You can literally see this in the eyes of burned out YouTubers, as they apologise to their audience about why they haven’t been producing content at a regular enough pace. What they’re trying to say is ‘I’m fucking exhausted, but if I stop producing at the same rate, the YouTube algorithm will start pushing my content down the rankings’.
This problem is well known, and I - as a Substack writer and ‘content creator’ on other historic platforms like Twitter - know it very well. I had a very serious breakdown-burnout in 2022, in which I couldn’t write for over six months. At that time I had a book coming out, so I had an alternative means of income for a bit, but it was pretty damn terrifying to sense the platforms retreating from me as soon as tried to temporarily retreat from them.
Even people who are doing well on these platforms face serious insecurity if they had to clock off for a couple months. Imagine, for example, if they’re suffering bereavement, or depression, or a divorce, or have to help out a parent who is ill. There’s no ‘compassionate leave’ option on these platforms, and there’s a generalised sense that if you take a break, others might be immediately promoted in your place.
Something isn’t right about that. It’s wack that mid-level Instagrammers trying to take a holiday will have to take their camera along with them to produce monetized content about the holiday they’re trying to take. It’s also wack that some of that revenue being generated by them on their half-holidays will be passed on to fund the fully-paid full-holidays of Meta bosses.
An imperfect solution
Substack allows writers like me to push pause on subscription payments, and the wording they use for it reveals the point I’m making. Sitting alongside the Pause button is the line, “take a break from writing by pausing all paid subscriptions and preventing new ones”.

▶ _RECORDED INFORMATION_:

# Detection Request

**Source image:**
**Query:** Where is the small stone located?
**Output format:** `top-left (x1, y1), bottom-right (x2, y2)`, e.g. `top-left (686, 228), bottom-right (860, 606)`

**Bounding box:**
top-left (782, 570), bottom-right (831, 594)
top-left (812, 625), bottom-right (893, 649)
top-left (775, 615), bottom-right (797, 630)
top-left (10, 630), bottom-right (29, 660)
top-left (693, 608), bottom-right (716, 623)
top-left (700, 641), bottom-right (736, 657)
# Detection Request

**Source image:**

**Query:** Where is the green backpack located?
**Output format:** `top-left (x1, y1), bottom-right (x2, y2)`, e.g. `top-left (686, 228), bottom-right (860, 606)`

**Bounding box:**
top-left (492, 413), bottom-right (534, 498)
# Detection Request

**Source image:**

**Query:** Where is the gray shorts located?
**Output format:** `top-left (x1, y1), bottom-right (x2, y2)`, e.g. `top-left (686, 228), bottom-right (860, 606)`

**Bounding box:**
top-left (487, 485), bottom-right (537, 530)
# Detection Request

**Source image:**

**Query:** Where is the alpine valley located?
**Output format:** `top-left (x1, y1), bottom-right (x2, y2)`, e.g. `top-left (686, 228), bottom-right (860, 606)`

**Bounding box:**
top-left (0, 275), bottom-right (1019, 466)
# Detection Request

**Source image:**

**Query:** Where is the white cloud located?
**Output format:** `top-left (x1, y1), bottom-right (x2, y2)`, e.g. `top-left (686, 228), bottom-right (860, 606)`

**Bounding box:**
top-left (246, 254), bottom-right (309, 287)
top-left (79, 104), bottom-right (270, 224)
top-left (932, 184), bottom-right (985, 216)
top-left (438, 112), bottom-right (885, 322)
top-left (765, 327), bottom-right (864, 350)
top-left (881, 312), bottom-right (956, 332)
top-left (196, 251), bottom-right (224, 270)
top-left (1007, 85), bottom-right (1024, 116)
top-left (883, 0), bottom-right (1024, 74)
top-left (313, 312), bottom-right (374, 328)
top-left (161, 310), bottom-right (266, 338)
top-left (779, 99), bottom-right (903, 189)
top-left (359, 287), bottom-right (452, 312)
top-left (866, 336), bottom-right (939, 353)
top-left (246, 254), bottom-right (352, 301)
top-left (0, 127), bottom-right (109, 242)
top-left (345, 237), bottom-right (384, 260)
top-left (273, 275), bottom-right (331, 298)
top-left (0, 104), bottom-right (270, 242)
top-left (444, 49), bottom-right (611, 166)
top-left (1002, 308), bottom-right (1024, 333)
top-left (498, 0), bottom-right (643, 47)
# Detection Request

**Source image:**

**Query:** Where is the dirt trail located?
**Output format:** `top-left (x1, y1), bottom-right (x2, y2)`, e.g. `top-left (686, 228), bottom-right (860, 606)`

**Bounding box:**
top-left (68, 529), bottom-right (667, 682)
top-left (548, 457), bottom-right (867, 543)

▶ _GIVEN TASK_:
Could you extract the passage of the creator burnout essay above between "You can literally" and "down the rankings’.", inclusive?

▶ _TASK ANSWER_:
You can literally see this in the eyes of burned out YouTubers, as they apologise to their audience about why they haven’t been producing content at a regular enough pace. What they’re trying to say is ‘I’m fucking exhausted, but if I stop producing at the same rate, the YouTube algorithm will start pushing my content down the rankings’.